## Task brief
Write out all of the entries exactly as given.

-- BEGIN Extracted information --

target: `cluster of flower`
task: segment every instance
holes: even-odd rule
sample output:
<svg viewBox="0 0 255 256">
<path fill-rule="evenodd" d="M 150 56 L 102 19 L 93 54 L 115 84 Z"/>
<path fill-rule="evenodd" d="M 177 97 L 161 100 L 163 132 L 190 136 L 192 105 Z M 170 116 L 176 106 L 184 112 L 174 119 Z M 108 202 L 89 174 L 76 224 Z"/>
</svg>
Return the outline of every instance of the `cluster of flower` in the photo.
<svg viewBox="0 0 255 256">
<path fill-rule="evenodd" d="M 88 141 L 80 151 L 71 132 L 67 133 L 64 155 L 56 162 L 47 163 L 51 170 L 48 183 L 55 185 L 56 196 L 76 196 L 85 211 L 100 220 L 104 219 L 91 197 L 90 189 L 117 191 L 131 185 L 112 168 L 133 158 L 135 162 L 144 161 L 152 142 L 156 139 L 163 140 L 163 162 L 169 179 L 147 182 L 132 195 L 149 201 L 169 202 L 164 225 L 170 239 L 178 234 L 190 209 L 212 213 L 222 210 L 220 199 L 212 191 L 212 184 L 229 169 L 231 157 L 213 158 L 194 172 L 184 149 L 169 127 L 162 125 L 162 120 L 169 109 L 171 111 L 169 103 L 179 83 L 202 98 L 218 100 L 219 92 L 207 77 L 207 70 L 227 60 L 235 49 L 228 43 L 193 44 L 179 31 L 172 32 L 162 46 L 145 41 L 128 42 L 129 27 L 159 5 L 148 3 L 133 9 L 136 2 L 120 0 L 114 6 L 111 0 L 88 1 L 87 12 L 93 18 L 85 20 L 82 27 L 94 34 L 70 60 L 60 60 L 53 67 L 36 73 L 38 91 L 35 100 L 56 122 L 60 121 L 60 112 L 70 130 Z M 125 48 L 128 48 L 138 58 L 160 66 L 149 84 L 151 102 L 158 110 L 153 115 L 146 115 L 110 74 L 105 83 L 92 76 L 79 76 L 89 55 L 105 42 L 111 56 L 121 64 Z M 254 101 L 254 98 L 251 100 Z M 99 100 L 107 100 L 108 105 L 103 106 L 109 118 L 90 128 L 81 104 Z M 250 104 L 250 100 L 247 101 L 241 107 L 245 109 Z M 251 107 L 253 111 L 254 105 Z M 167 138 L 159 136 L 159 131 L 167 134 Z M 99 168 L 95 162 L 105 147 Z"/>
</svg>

-- END Extracted information --

## Answer below
target: `cluster of flower`
task: segment every instance
holes: even-odd rule
sample output:
<svg viewBox="0 0 255 256">
<path fill-rule="evenodd" d="M 150 56 L 102 19 L 93 54 L 115 84 Z"/>
<path fill-rule="evenodd" d="M 177 97 L 161 100 L 163 132 L 190 136 L 192 105 Z M 170 116 L 176 106 L 184 112 L 174 119 Z M 108 202 L 89 174 L 76 224 Z"/>
</svg>
Return the outline of every instance of the `cluster of flower` in the photo.
<svg viewBox="0 0 255 256">
<path fill-rule="evenodd" d="M 88 141 L 80 151 L 71 132 L 67 133 L 64 155 L 56 162 L 47 163 L 51 170 L 48 183 L 55 185 L 56 196 L 76 196 L 85 211 L 100 220 L 104 219 L 91 197 L 90 189 L 117 191 L 131 185 L 112 168 L 133 158 L 135 162 L 144 161 L 152 142 L 156 139 L 163 140 L 163 162 L 169 179 L 147 182 L 132 195 L 149 201 L 169 202 L 164 225 L 170 239 L 178 234 L 190 209 L 212 213 L 222 210 L 220 199 L 212 191 L 212 184 L 229 169 L 231 157 L 213 158 L 194 172 L 184 149 L 169 127 L 162 125 L 162 120 L 169 109 L 171 111 L 169 103 L 179 83 L 202 98 L 218 100 L 219 92 L 207 77 L 207 70 L 227 60 L 235 49 L 228 43 L 193 44 L 179 31 L 172 32 L 162 46 L 145 41 L 128 42 L 129 27 L 159 5 L 148 3 L 133 9 L 136 2 L 120 0 L 114 6 L 111 0 L 88 1 L 87 12 L 93 18 L 85 20 L 82 27 L 94 34 L 70 60 L 60 60 L 53 67 L 36 73 L 38 91 L 35 100 L 56 122 L 60 121 L 60 112 L 70 130 Z M 125 48 L 128 48 L 138 58 L 160 66 L 149 84 L 151 102 L 158 110 L 153 115 L 146 115 L 110 74 L 105 83 L 92 76 L 79 76 L 89 55 L 105 42 L 111 56 L 121 64 Z M 254 101 L 254 98 L 251 100 Z M 99 100 L 107 100 L 108 105 L 103 106 L 109 118 L 90 128 L 81 104 Z M 250 104 L 250 100 L 247 101 L 241 107 L 245 109 Z M 251 107 L 253 111 L 254 105 Z M 167 138 L 159 136 L 159 131 L 167 134 Z M 99 168 L 95 162 L 105 147 Z"/>
</svg>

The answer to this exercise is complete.